Brief:
Your copy of the material below should match it exactly, except that it holds no pictures.

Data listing
- - - -
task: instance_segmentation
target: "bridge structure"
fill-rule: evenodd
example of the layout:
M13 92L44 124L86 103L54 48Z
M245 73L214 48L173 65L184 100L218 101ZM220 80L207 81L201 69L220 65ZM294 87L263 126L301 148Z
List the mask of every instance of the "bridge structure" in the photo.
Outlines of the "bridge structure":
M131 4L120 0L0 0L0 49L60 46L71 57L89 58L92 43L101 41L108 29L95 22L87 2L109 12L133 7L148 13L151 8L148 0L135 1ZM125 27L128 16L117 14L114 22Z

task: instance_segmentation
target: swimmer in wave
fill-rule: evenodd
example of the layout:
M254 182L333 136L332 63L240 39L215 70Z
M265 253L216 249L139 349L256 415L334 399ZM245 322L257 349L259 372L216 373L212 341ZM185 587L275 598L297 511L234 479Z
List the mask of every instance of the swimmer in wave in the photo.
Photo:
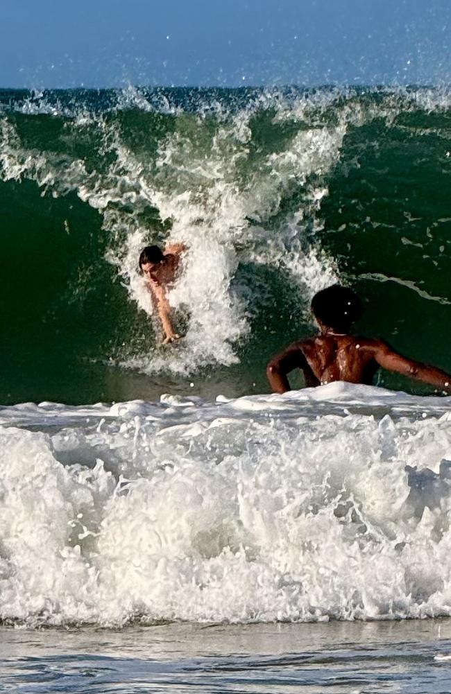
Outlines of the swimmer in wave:
M166 291L177 278L181 255L186 250L183 244L174 244L165 251L158 246L146 246L140 255L140 270L145 278L165 332L163 345L180 339L172 326L172 312Z
M451 393L450 374L397 354L383 340L351 334L362 313L360 299L352 289L334 285L318 291L311 309L320 335L293 342L271 359L267 374L275 393L290 390L287 377L295 369L304 372L307 386L332 381L371 385L382 366Z

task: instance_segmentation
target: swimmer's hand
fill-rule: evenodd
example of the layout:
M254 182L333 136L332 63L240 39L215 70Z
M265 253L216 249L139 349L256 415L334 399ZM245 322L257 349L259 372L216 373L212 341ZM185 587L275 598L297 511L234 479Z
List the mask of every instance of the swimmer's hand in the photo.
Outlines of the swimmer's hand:
M179 340L179 339L180 339L180 335L178 335L177 332L171 332L170 333L170 335L166 335L161 344L168 345L171 342L175 342L176 340Z

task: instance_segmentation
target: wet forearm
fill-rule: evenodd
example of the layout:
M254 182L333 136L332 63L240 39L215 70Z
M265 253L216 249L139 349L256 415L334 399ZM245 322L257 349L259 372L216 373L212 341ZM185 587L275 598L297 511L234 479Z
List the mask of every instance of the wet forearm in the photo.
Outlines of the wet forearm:
M410 370L409 375L416 380L429 383L440 390L451 393L451 375L440 369L429 366L425 364L414 364Z

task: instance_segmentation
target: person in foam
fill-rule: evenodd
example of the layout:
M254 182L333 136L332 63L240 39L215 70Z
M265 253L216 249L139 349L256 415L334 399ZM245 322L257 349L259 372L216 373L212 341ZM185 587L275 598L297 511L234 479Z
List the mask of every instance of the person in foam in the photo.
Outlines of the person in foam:
M307 386L331 381L371 384L379 366L397 371L451 393L451 375L402 357L386 343L351 334L362 313L360 299L352 289L334 285L313 296L311 309L320 335L294 342L271 359L268 378L275 393L290 390L288 374L304 372Z
M168 344L180 338L172 327L171 307L166 289L177 278L180 256L184 251L186 246L183 244L168 246L164 251L158 246L146 246L140 254L140 270L145 278L165 332L163 344Z

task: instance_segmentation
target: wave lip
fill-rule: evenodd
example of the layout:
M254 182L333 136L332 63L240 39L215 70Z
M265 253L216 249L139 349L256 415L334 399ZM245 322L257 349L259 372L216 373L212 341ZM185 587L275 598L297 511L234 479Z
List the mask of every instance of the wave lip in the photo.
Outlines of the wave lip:
M3 408L0 618L449 615L450 398L222 400Z

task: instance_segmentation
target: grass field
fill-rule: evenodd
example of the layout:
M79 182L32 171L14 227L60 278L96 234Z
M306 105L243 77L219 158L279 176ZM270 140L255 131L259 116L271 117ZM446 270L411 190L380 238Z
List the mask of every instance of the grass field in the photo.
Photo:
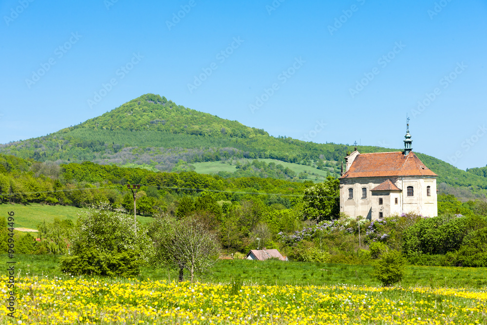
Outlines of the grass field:
M367 266L223 260L191 283L149 268L138 279L74 277L57 259L16 255L16 324L487 324L485 268L409 267L382 287Z
M15 213L14 216L15 228L37 229L37 225L44 220L46 223L52 223L55 218L60 220L69 219L75 224L78 214L87 210L75 207L50 206L37 203L26 205L7 204L0 205L0 216L6 218L8 216L7 212L13 211ZM152 218L137 216L137 220L143 224L150 222Z
M58 278L65 277L56 268L58 256L16 254L16 268L20 274ZM6 255L0 263L5 265ZM228 282L240 279L246 283L262 285L334 285L346 284L355 286L378 286L380 283L370 276L372 267L332 263L282 262L259 262L247 260L219 260L210 273L197 277L201 282ZM485 268L445 268L409 266L399 284L403 287L467 287L487 289ZM177 280L176 270L144 267L140 279Z
M264 161L268 164L270 162L275 163L276 165L281 164L284 168L288 168L291 170L296 173L297 174L300 172L305 172L309 174L308 178L305 180L316 181L315 179L317 175L318 176L318 180L322 181L326 178L330 173L326 171L322 171L318 169L316 167L304 166L304 165L299 165L293 163L288 163L276 159L258 159L261 161ZM239 159L239 161L242 164L247 162L251 162L253 159ZM237 168L234 165L231 165L229 162L223 163L221 161L208 161L206 162L195 163L191 164L195 168L194 171L201 174L216 174L219 172L233 172L237 170ZM316 175L311 175L312 173Z

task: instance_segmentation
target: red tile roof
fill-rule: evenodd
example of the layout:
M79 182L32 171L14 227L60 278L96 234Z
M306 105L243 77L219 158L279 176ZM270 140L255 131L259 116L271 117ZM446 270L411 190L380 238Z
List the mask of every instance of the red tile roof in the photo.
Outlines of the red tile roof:
M405 156L402 152L360 153L340 178L438 176L419 160L414 153Z
M394 185L390 179L388 179L385 182L382 182L371 191L401 191L401 190Z

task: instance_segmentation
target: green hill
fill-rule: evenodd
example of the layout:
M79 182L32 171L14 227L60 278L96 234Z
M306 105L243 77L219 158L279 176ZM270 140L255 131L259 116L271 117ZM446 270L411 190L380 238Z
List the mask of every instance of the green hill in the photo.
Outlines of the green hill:
M343 157L347 151L353 150L343 144L271 136L263 130L178 105L151 94L77 125L44 136L0 145L1 153L41 162L89 161L167 172L180 171L181 168L189 170L190 165L204 171L201 163L213 162L206 164L211 168L206 170L213 173L221 172L223 177L253 173L259 177L315 181L326 175L338 175ZM397 151L365 146L359 150L361 153ZM485 197L487 178L483 171L468 172L431 156L418 155L439 175L438 182L443 191L466 198ZM237 171L236 167L230 167L235 161L254 159L263 160L267 165L254 164L245 172L243 169ZM270 159L295 164L290 169L296 174L271 170L276 168L274 165L269 167ZM187 166L178 164L181 161ZM219 166L223 168L218 170ZM310 172L300 178L301 172L296 172L300 169L309 170Z

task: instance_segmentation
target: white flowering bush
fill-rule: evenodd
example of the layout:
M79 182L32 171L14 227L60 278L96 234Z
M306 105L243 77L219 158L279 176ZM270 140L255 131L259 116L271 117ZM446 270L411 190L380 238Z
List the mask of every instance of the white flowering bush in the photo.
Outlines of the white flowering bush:
M75 274L136 276L151 248L147 230L134 224L132 215L102 205L79 216L70 254L61 258L59 266Z

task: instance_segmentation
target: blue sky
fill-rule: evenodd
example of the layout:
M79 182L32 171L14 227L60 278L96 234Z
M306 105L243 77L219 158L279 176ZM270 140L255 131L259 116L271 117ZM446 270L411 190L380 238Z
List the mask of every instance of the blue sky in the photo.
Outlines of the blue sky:
M485 0L7 0L0 13L1 143L153 93L317 143L402 148L408 114L414 151L487 164Z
- - - -
Answer to the problem:
task: instance_segmentation
target: "bridge structure"
fill-rule: evenodd
example of the layout:
M13 92L44 124L86 103L54 48Z
M245 73L214 48L173 65L184 100L218 101ZM220 80L207 81L201 69L220 65ZM294 87L263 126L301 148Z
List the mask of every instance of the "bridge structure" in the photo.
Outlines of the "bridge structure":
M131 4L120 0L0 0L0 49L60 46L71 57L89 58L92 43L101 41L108 29L95 22L87 2L109 12L133 7L148 13L151 8L148 0L135 1ZM125 27L128 16L117 14L114 22Z

task: instance_segmentation
target: swimmer in wave
fill-rule: evenodd
example of the layout:
M254 182L333 136L332 63L240 39L215 70Z
M265 253L216 249L139 349L256 415L334 399ZM245 322L257 349L259 372L216 373L212 341ZM185 587L275 598L297 511L234 479Z
List the mask of every instance of the swimmer in wave in the photo.
Photo:
Outlines of the swimmer in wave:
M166 291L177 278L181 255L186 250L183 244L174 244L165 251L158 246L146 246L140 255L140 270L145 278L165 332L163 345L180 339L172 326L172 312Z
M451 393L450 374L397 354L383 340L351 334L362 313L360 299L352 289L334 285L318 291L311 309L320 335L293 342L271 359L267 374L275 393L290 390L287 377L295 369L304 372L307 386L332 381L371 385L382 366Z

task: instance_segmentation
target: swimmer's hand
fill-rule: evenodd
example of the layout:
M254 182L333 136L332 63L240 39L215 70Z
M265 253L216 249L139 349L256 415L334 399ZM245 322L257 349L259 372L216 373L212 341ZM185 587L275 598L297 511L234 479Z
List the mask of every instance of the swimmer's hand in the photo.
Outlines of the swimmer's hand:
M179 340L179 339L180 339L180 335L178 335L177 332L171 332L170 333L170 335L166 335L161 344L168 345L171 342L175 342L176 340Z

task: instance_segmentation
target: wet forearm
fill-rule: evenodd
example of the layout:
M254 182L333 136L332 63L240 39L215 70Z
M265 253L216 249L139 349L256 415L334 399ZM245 322L257 349L259 372L216 373L212 341ZM185 587L275 598L297 511L234 479Z
List the mask of every instance of the wet forearm in the photo.
Outlines of the wet forearm:
M410 370L409 375L416 380L429 383L440 390L451 393L451 375L440 369L429 366L425 364L414 364Z

task: instance_segmentation
target: person in foam
fill-rule: evenodd
example of the layout:
M254 182L333 136L332 63L240 39L215 70Z
M265 253L216 249L139 349L256 415L334 399ZM245 322L257 349L259 372L216 373L212 341ZM185 587L275 598L297 511L234 479Z
List the mask of every instance of the person in foam in the photo.
Outlines of the person in foam:
M307 386L331 381L371 384L379 366L397 371L451 393L451 375L402 357L386 343L351 334L362 313L360 299L352 289L334 285L313 296L311 309L320 335L294 342L271 359L268 378L275 393L290 390L288 374L304 372Z
M168 344L180 338L172 327L171 307L166 289L177 278L180 256L184 251L186 246L183 244L168 246L164 251L158 246L146 246L140 254L140 270L145 278L165 332L163 344Z

task: instance_segmentation
target: wave lip
fill-rule: evenodd
example of the layout:
M254 182L333 136L332 63L240 39L215 70Z
M265 253L216 249L139 349L256 415L334 399ZM245 322L257 349L259 372L216 373L212 341ZM185 587L275 598L297 511L234 479Z
List the mask of every instance of the wave lip in the photo.
Outlines of the wave lip:
M3 408L0 618L449 615L450 398L222 400Z

task: instance_segmentation
target: grass field
fill-rule: evenodd
example of the layout:
M79 182L32 171L14 227L60 278L96 234Z
M306 105L243 77L219 158L279 176ZM270 140L255 131L259 116L271 117ZM446 270L411 190L380 238Z
List the mask of every instance of the grass field in the photo.
Photo:
Outlines of the grass field:
M367 266L223 260L191 283L149 268L138 279L74 277L57 259L16 255L16 324L487 324L485 268L409 267L382 287Z
M15 213L14 216L15 228L37 229L37 225L44 220L46 223L52 223L55 218L60 220L69 219L75 224L78 214L87 210L75 207L50 206L37 203L26 205L7 204L0 205L0 216L6 218L8 216L7 212L13 211ZM152 218L137 216L137 220L143 224L150 222Z
M58 278L65 277L56 268L58 256L16 254L16 268L20 274ZM6 255L0 263L5 265ZM228 282L240 279L246 283L262 285L334 285L346 284L355 286L378 286L380 283L370 276L372 267L332 263L282 262L259 262L247 260L219 260L210 273L197 277L201 282ZM485 268L445 268L409 266L399 284L403 287L467 287L487 289ZM177 280L176 270L144 267L140 279Z
M264 161L268 164L270 162L275 163L276 165L281 164L284 168L288 168L291 170L296 173L297 174L300 172L305 172L309 174L308 178L305 180L316 181L315 179L317 175L318 176L318 180L322 181L326 178L330 173L326 171L322 171L318 169L316 167L304 166L304 165L299 165L293 163L288 163L276 159L258 159L261 161ZM239 159L239 161L242 164L247 162L251 162L253 159ZM237 168L234 165L231 165L229 162L223 163L221 161L208 161L206 162L195 163L191 164L195 168L194 171L201 174L216 174L219 172L233 172L237 170ZM316 175L311 175L312 173Z

task: instance_segmentation
target: red tile roof
fill-rule: evenodd
example of the layout:
M79 182L32 171L14 227L60 278L96 234Z
M306 105L243 77L219 158L279 176ZM270 140L255 131L259 116L271 117ZM446 270L411 190L380 238Z
List the mask of every instance of the red tile roof in the photo.
Outlines of the red tile roof:
M405 156L402 152L360 153L340 178L438 176L419 160L414 153Z
M394 185L390 179L388 179L385 182L382 182L371 191L401 191L401 190Z

task: instance_segmentation
target: green hill
fill-rule: evenodd
example of the layout:
M79 182L32 171L14 227L60 278L96 234Z
M306 105L243 77L219 158L279 176ZM270 140L255 131L259 116L271 117ZM446 270L411 190L380 238Z
List the mask of every instance of the green hill in the photo.
Outlines of the green hill:
M343 157L347 151L353 150L343 144L271 136L263 130L178 105L151 94L77 125L44 136L0 145L1 153L41 162L89 161L167 172L180 171L181 168L189 170L190 165L204 171L201 163L213 162L206 164L211 168L206 170L213 173L221 172L223 177L253 173L259 177L315 181L326 175L338 175ZM397 151L365 146L359 150L361 153ZM485 197L487 178L483 171L468 172L431 156L418 155L439 175L438 182L443 191L466 198ZM237 171L236 167L230 167L235 161L254 159L263 160L267 165L254 164L245 172L243 169ZM270 159L295 164L290 169L296 174L271 170L276 168L274 165L269 167ZM187 166L178 164L181 161ZM219 166L223 168L218 170ZM310 172L300 178L301 172L296 172L300 169L309 170Z

task: instance_segmentation
target: white flowering bush
fill-rule: evenodd
example of the layout:
M79 182L32 171L14 227L60 278L96 234Z
M306 105L243 77L219 158L279 176ZM270 140L255 131L259 116L271 117ZM446 270L411 190L380 238Z
List the mask of every instance of the white flowering bush in the photo.
Outlines of the white flowering bush:
M75 274L136 276L151 248L147 230L134 224L132 215L102 205L79 216L70 254L61 258L59 266Z

task: instance_segmentation
target: blue sky
fill-rule: evenodd
example of the layout:
M79 182L32 171L14 227L60 278L96 234Z
M306 105L243 77L219 158L279 176ZM270 140L255 131L259 116L271 117ZM446 270L411 190L380 238Z
List the mask of every instance of the blue sky in the photo.
Outlines of the blue sky:
M485 0L7 0L0 13L1 143L153 93L317 143L402 148L408 114L414 151L487 164Z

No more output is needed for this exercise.